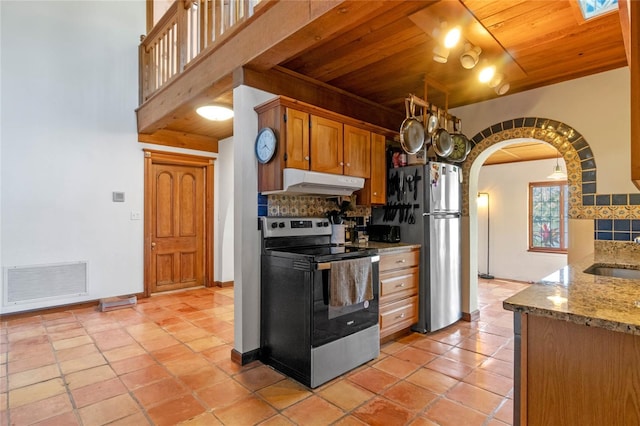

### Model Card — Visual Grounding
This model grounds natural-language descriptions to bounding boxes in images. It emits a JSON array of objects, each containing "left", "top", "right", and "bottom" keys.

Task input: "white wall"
[
  {"left": 451, "top": 68, "right": 638, "bottom": 313},
  {"left": 0, "top": 0, "right": 145, "bottom": 313},
  {"left": 477, "top": 160, "right": 567, "bottom": 282},
  {"left": 214, "top": 137, "right": 235, "bottom": 283}
]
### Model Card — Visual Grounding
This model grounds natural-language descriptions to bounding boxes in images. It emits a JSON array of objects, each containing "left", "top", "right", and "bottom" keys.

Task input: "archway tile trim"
[{"left": 462, "top": 117, "right": 640, "bottom": 241}]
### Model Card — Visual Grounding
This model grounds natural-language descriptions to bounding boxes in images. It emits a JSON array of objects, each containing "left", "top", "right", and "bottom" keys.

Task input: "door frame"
[{"left": 143, "top": 149, "right": 215, "bottom": 297}]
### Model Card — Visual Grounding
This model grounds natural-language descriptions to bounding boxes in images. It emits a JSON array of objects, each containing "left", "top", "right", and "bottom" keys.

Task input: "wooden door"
[
  {"left": 144, "top": 150, "right": 213, "bottom": 295},
  {"left": 285, "top": 108, "right": 309, "bottom": 170},
  {"left": 310, "top": 115, "right": 344, "bottom": 175},
  {"left": 150, "top": 164, "right": 204, "bottom": 293},
  {"left": 344, "top": 124, "right": 371, "bottom": 179}
]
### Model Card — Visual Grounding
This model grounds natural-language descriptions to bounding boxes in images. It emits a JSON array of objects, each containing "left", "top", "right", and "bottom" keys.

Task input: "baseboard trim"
[
  {"left": 231, "top": 348, "right": 260, "bottom": 365},
  {"left": 0, "top": 293, "right": 147, "bottom": 320},
  {"left": 462, "top": 309, "right": 480, "bottom": 322}
]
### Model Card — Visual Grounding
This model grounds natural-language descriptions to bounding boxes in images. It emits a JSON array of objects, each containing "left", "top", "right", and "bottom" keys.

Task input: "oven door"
[{"left": 311, "top": 256, "right": 380, "bottom": 347}]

__________________________________________________

TASK DESCRIPTION —
Rewrite all of the entries above with every occurrence of "Task input" changed to "Query" and everything else kept the same. Omit the pictures from your answer.

COMPLETED EXERCISE —
### Model Card — Visual Grounding
This model grounds natural-language descriptions to bounding boxes in images. It emits a JSON array of objects, each containing "left", "top", "right", and "bottom" keys.

Query: "white wall"
[
  {"left": 451, "top": 68, "right": 638, "bottom": 313},
  {"left": 0, "top": 0, "right": 145, "bottom": 313},
  {"left": 477, "top": 160, "right": 567, "bottom": 282},
  {"left": 214, "top": 137, "right": 235, "bottom": 283}
]
### Model Card — Visual Grounding
This model grounds natural-language descriptions to bounding boxes in images. It emits a JSON array of objects, each containing "left", "top", "right", and "bottom" keys.

Query: "archway tile trim"
[{"left": 462, "top": 117, "right": 640, "bottom": 241}]
### Model Card — Visual Grounding
This model grounds natural-language descriptions to bounding boxes in images. It emits a JSON array of objects, each containing "left", "top", "right", and "bottom" keys.

Query: "door frame"
[{"left": 143, "top": 149, "right": 215, "bottom": 297}]
### Model Card — Visual Grounding
This model grounds natural-language descriptions to bounding boxes in images. It emits a JSON array of objects, each containing "left", "top", "right", and "bottom" keys.

Query: "wooden door"
[
  {"left": 144, "top": 150, "right": 213, "bottom": 295},
  {"left": 285, "top": 108, "right": 309, "bottom": 170},
  {"left": 310, "top": 115, "right": 344, "bottom": 175},
  {"left": 150, "top": 164, "right": 204, "bottom": 293},
  {"left": 344, "top": 124, "right": 371, "bottom": 179}
]
### Model Card — Visual Grounding
This model grounds natural-language descriptions to bounding boxes in images. It emits a JSON array of objects, each containing "left", "top", "right", and "bottom" keys.

Query: "baseboard trim"
[
  {"left": 231, "top": 348, "right": 260, "bottom": 365},
  {"left": 0, "top": 293, "right": 147, "bottom": 320},
  {"left": 462, "top": 309, "right": 480, "bottom": 322}
]
### Model Card — Visual Grounding
This model grounds natural-language descriptions to bounding boxes in images. It emits a JSON array of objects, each containing "left", "top", "right", and "bottom" keys.

Query: "oven door"
[{"left": 311, "top": 256, "right": 380, "bottom": 347}]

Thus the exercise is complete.